* _Records provided_
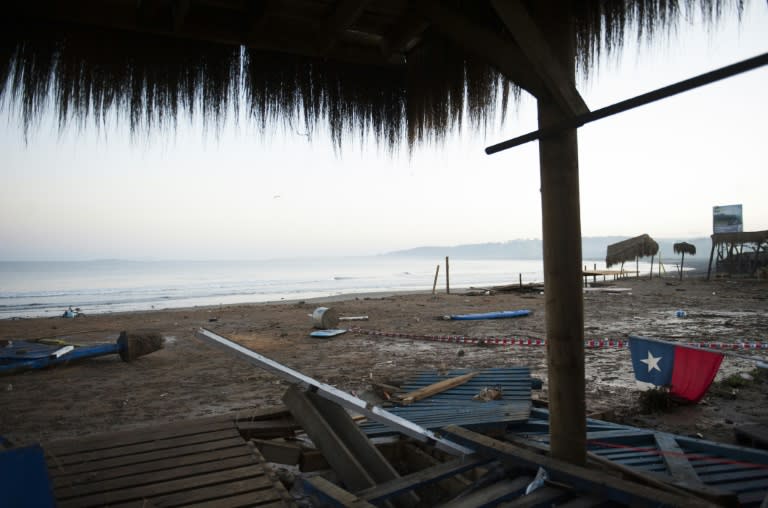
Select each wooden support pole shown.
[445,256,451,295]
[648,256,656,280]
[536,2,587,464]
[680,251,685,280]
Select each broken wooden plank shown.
[654,432,702,486]
[443,425,716,507]
[398,372,479,405]
[357,455,490,503]
[441,476,532,508]
[283,386,376,491]
[305,392,419,506]
[733,423,768,450]
[195,328,472,455]
[304,476,376,508]
[237,418,301,439]
[250,439,301,466]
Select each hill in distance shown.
[384,236,712,265]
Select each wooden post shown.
[648,256,656,280]
[532,2,587,464]
[445,256,451,295]
[680,251,685,280]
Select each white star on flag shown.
[640,351,662,372]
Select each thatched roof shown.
[712,230,768,246]
[605,234,659,268]
[672,242,696,256]
[0,0,743,148]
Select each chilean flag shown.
[629,335,724,402]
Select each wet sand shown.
[0,278,768,444]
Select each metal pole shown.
[485,53,768,155]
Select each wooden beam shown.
[195,328,472,455]
[398,372,479,405]
[357,455,490,503]
[537,3,587,465]
[12,0,405,67]
[171,0,190,32]
[443,425,716,508]
[304,391,419,507]
[440,476,536,508]
[491,0,589,116]
[304,476,376,508]
[654,432,703,486]
[283,385,376,490]
[416,0,545,97]
[318,0,371,53]
[381,13,430,59]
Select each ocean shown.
[0,256,632,319]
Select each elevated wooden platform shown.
[43,417,292,508]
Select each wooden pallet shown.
[43,417,292,508]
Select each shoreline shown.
[0,278,768,443]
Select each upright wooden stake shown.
[680,251,685,280]
[533,2,587,464]
[445,256,451,295]
[648,256,656,280]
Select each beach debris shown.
[0,331,163,374]
[339,316,368,321]
[392,372,479,405]
[195,328,471,455]
[472,385,503,402]
[443,309,532,321]
[310,307,339,330]
[61,305,85,319]
[309,328,347,339]
[525,466,549,496]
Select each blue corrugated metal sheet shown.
[508,409,768,507]
[361,367,531,436]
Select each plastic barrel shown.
[312,307,339,330]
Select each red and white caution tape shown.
[349,328,768,350]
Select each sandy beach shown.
[0,278,768,445]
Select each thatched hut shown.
[672,242,696,280]
[605,234,659,276]
[0,0,756,463]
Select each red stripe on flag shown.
[669,347,724,402]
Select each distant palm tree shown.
[672,242,696,280]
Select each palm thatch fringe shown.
[0,19,520,149]
[672,242,696,256]
[0,0,744,150]
[605,234,659,268]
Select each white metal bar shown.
[195,328,473,455]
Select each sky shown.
[0,5,768,261]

* _Aim of the task_
Output the data above without changes, apart from leaving out the pictures.

* _Worked answer_
Select each wooden support pole shown.
[445,256,451,295]
[648,256,656,280]
[536,2,587,464]
[680,251,685,280]
Select each broken wooden plank shown.
[654,432,702,486]
[443,425,716,507]
[398,372,479,405]
[357,455,490,503]
[441,476,532,508]
[283,386,376,491]
[305,392,419,506]
[733,423,768,450]
[195,328,472,455]
[304,476,376,508]
[237,418,301,439]
[250,439,301,466]
Select each hill in distance shown.
[384,236,712,265]
Select each wooden post shown.
[648,256,656,280]
[532,2,587,464]
[445,256,451,295]
[680,251,685,280]
Select each white star on flag shown.
[640,351,662,372]
Select each thatched roof shown.
[712,230,768,246]
[605,234,659,268]
[672,242,696,256]
[0,0,743,148]
Select each chilean flag shown.
[629,335,724,402]
Select each wet sand shown.
[0,278,768,444]
Select each metal pole shown.
[485,53,768,155]
Select each wooden beam shown.
[195,328,472,455]
[398,372,479,405]
[357,455,490,503]
[537,3,587,465]
[12,0,405,67]
[171,0,190,32]
[443,425,716,508]
[304,391,419,507]
[440,476,536,508]
[491,0,589,116]
[304,476,376,508]
[654,432,703,486]
[283,385,376,490]
[416,0,545,97]
[318,0,371,53]
[381,13,430,59]
Select each ocean shown.
[0,256,632,319]
Select each elevated wooden platform shown.
[43,417,292,508]
Select each wooden pallet shown.
[43,417,292,508]
Select each shoreline shown.
[0,278,768,443]
Select each upright wooden stake shown.
[680,251,685,280]
[533,2,587,464]
[445,256,451,295]
[648,256,656,280]
Select each beach debris shown.
[0,331,163,374]
[339,316,368,321]
[392,372,479,405]
[195,328,471,455]
[472,385,503,402]
[443,309,532,321]
[310,307,339,330]
[61,305,85,319]
[309,328,347,339]
[525,466,549,496]
Select each blue corrugated metal sheet shown.
[508,409,768,507]
[361,367,531,436]
Select each plastic barrel shown.
[312,307,339,330]
Select each red and white caution tape shown.
[349,328,768,350]
Select each sandy beach shown.
[0,278,768,445]
Select each thatched hut shown.
[672,242,696,280]
[605,234,659,276]
[0,0,756,463]
Select each red stripe on flag shown.
[669,347,724,402]
Select each distant palm tree shown.
[672,242,696,280]
Select each palm thatch fringe shown.
[0,19,520,149]
[672,242,696,256]
[0,0,744,150]
[605,234,659,268]
Select each white metal bar shown.
[195,328,473,455]
Select each sky shown.
[0,5,768,261]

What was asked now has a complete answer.